## [THE EXERCISE]
Reproduce all of the listing below without alteration.

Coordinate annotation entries

╭──

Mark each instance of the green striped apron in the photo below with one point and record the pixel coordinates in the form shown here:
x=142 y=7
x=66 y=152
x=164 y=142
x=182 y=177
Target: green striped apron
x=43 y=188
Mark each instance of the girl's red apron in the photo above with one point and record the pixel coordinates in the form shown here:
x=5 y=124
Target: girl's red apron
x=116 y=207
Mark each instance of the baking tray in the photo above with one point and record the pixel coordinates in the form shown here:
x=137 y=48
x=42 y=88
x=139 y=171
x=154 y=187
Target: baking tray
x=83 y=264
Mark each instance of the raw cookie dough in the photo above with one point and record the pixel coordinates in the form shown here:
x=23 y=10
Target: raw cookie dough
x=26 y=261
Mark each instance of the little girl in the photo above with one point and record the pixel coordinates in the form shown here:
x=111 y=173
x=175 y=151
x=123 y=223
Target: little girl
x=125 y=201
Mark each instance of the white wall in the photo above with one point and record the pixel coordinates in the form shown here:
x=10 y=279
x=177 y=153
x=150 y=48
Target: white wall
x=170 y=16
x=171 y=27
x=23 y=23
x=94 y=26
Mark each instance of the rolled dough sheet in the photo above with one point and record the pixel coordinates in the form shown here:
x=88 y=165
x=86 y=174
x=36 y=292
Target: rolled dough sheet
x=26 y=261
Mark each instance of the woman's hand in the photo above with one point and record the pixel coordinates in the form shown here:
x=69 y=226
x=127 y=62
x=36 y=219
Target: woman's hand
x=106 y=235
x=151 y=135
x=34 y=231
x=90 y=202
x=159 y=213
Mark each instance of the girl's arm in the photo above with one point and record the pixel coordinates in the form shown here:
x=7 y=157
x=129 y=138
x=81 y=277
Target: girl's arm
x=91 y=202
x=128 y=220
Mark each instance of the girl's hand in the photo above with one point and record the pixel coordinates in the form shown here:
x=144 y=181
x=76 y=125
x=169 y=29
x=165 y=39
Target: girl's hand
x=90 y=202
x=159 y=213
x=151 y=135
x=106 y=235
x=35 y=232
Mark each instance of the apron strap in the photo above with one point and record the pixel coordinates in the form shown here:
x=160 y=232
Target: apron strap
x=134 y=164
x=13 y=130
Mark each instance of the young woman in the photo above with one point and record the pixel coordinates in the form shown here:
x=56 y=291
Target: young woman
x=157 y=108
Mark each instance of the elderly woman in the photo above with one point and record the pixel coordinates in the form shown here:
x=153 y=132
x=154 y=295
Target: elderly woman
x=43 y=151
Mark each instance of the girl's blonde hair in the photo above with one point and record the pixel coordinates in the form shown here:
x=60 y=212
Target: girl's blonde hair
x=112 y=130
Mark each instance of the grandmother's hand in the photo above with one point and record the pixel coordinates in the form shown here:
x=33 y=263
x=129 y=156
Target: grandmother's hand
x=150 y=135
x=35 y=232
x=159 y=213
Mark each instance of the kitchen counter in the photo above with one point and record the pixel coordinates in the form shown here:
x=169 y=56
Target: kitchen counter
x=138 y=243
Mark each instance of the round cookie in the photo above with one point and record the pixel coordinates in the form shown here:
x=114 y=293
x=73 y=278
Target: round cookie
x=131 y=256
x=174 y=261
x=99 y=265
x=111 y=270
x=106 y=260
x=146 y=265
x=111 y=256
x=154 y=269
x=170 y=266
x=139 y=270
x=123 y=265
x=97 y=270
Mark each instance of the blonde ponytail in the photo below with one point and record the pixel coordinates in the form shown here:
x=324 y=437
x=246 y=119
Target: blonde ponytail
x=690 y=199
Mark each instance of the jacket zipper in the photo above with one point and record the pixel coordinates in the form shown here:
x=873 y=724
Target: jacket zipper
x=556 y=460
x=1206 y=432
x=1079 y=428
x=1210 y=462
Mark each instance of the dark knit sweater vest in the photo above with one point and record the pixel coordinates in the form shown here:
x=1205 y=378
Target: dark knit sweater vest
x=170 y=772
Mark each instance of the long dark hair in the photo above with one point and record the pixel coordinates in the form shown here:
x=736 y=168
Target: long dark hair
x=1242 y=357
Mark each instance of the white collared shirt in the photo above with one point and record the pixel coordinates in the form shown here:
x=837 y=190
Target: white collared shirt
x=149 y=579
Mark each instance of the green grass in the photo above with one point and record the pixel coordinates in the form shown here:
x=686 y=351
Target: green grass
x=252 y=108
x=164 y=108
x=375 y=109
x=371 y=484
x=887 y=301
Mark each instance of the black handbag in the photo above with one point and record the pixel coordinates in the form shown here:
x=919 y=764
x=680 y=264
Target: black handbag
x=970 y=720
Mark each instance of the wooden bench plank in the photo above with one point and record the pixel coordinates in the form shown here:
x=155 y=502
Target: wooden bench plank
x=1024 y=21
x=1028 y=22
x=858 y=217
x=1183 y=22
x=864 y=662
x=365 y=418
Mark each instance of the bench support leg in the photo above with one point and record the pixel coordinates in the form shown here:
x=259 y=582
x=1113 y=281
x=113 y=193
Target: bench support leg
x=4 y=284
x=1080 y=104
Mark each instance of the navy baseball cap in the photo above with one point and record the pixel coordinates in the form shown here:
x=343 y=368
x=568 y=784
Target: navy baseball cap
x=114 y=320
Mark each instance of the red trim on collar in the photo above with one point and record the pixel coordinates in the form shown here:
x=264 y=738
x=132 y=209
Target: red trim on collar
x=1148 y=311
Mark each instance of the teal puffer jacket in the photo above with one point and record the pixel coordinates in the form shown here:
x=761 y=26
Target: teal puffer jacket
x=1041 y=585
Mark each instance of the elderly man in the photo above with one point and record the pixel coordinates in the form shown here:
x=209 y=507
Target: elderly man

╰──

## [WRITTEN RESPONSE]
Mark each instance of the green striped apron in the photo below with one point and record the pixel coordinates in the form shown here:
x=142 y=7
x=66 y=152
x=164 y=142
x=182 y=177
Target: green striped apron
x=43 y=188
Mark each instance of the girl's red apron in the photo above with one point and record the pixel coordinates in the form shown here:
x=5 y=124
Target: girl's red apron
x=116 y=207
Mark each instance of the baking tray in the photo above with one point and record the pixel coordinates in the form shown here:
x=137 y=48
x=42 y=88
x=139 y=171
x=154 y=187
Target: baking tray
x=83 y=264
Mark each instance of the raw cookie dough in the photo above with one point and record the pixel coordinates in the form shown here:
x=23 y=10
Target: raw cookie dough
x=26 y=261
Mark each instance of the little girl in the photo above with one point and record the pixel coordinates in the form shown here:
x=111 y=173
x=175 y=151
x=123 y=223
Target: little girl
x=125 y=201
Mark each instance of the white wall in the photo above with one point and record the pixel coordinates in the form shown here:
x=10 y=279
x=177 y=153
x=150 y=48
Target: white wall
x=170 y=16
x=171 y=27
x=23 y=23
x=94 y=26
Mark each instance of the rolled dough sheet in the photo above with one point and record the pixel coordinates in the form shown here:
x=88 y=165
x=86 y=174
x=36 y=292
Target: rolled dough sheet
x=26 y=261
Mark each instance of the woman's hand in the photo above with one point and record the pixel coordinates in the form shown here:
x=69 y=226
x=127 y=62
x=36 y=219
Target: woman's hand
x=106 y=235
x=151 y=135
x=34 y=231
x=90 y=202
x=159 y=213
Mark each instance of the girl's arm in the photo above with one point and record the pixel coordinates in the form shown here:
x=7 y=157
x=129 y=138
x=81 y=277
Target: girl's arm
x=91 y=202
x=128 y=220
Mark each instance of the girl's hand in the photo above with one point and record the pixel coordinates in the form shown here:
x=144 y=181
x=76 y=125
x=169 y=29
x=165 y=39
Target: girl's hand
x=90 y=202
x=159 y=213
x=151 y=135
x=106 y=235
x=35 y=232
Mark each instance of the apron strap in the photo above with one point and record the pixel coordinates in the form shown here:
x=160 y=232
Target: apron strap
x=134 y=164
x=13 y=130
Mark each instance of the young woman in the photo above with one point and record the pixel coordinates in the form shown here:
x=56 y=291
Target: young woman
x=157 y=108
Mark each instance of the elderly woman in the photo above with one point and record the pixel coordinates in the form shown here:
x=153 y=132
x=154 y=295
Target: elderly woman
x=43 y=151
Mark each instance of the girl's blonde hair in the photo above with one point and record the pixel coordinates in the form shown here:
x=60 y=212
Target: girl's blonde hair
x=112 y=130
Mark each instance of the grandmother's hand in the photo above with one point and record the pixel coordinates in the form shown here:
x=33 y=263
x=129 y=156
Target: grandmother's hand
x=150 y=135
x=35 y=232
x=159 y=213
Mark each instance of the kitchen counter in the photo above with one point and record the pixel coordinates in the form shown here:
x=169 y=56
Target: kitchen counter
x=138 y=243
Mark each instance of the round cookie in the photo above with one point and record the pixel coordinates in the form shown here:
x=114 y=293
x=73 y=278
Target: round cookie
x=131 y=256
x=174 y=261
x=99 y=265
x=111 y=270
x=106 y=260
x=146 y=265
x=111 y=256
x=154 y=269
x=170 y=266
x=139 y=270
x=123 y=265
x=97 y=270
Mark each instance of the blonde ponytail in the photo below with one point and record the pixel coordinates in the form shown here:
x=324 y=437
x=246 y=119
Target: blonde ponytail
x=690 y=199
Mark each instance of the jacket zipper in the photo above with one point and record the pixel coordinates in the form shown here:
x=873 y=724
Target: jacket zipper
x=556 y=460
x=1206 y=432
x=1079 y=428
x=1210 y=462
Mark each instance of the dark knit sweater vest in the photo above with one point and record the pixel coordinates in the form shown here:
x=1205 y=378
Target: dark knit sweater vest
x=170 y=772
Mark each instance of the long dark hair in the photo above with one point and record the pixel coordinates in the form shown here:
x=736 y=168
Target: long dark hair
x=1242 y=357
Mark each instance of the white collared shirt in the photo above with one point and record the pixel coordinates in the form shown here:
x=837 y=190
Target: white collared shirt
x=149 y=579
Mark each instance of the green grass in the photo above with one point and record the pixel coordinates in the form shown here:
x=686 y=351
Target: green grass
x=252 y=108
x=164 y=108
x=375 y=109
x=371 y=484
x=887 y=301
Mark each instance of the black handbag in the photo above with one point and record the pixel coordinates in the form shown here:
x=919 y=764
x=680 y=264
Target: black handbag
x=970 y=720
Mark each instance of the wooden bench plank in the photo above with one point and record the pixel coordinates in the form shown here:
x=155 y=502
Target: wooden bench plank
x=1024 y=21
x=1028 y=22
x=858 y=217
x=1183 y=22
x=864 y=662
x=365 y=418
Mark each instance of the bench support leg in the photo above with one point and record the pixel coordinates in the form shown here:
x=259 y=582
x=1113 y=281
x=113 y=193
Target: bench support leg
x=4 y=284
x=1080 y=104
Mark each instance of the navy baseball cap in the photo above with one point and record the pixel coordinates in the form shown here:
x=343 y=368
x=568 y=784
Target: navy baseball cap
x=114 y=320
Mark each instance of the red trim on collar in the photo above with one point and record the pixel coordinates in the form shown here:
x=264 y=738
x=132 y=209
Target: red trim on collar
x=1148 y=311
Mark each instance of the teal puffer jacket in the photo above with one point and record the pixel coordinates in the form shown here:
x=761 y=26
Target: teal puffer jacket
x=1041 y=585
Mark each instance of the elderly man in the photo above with one point and record the pixel coordinates in the form shown here:
x=209 y=507
Target: elderly man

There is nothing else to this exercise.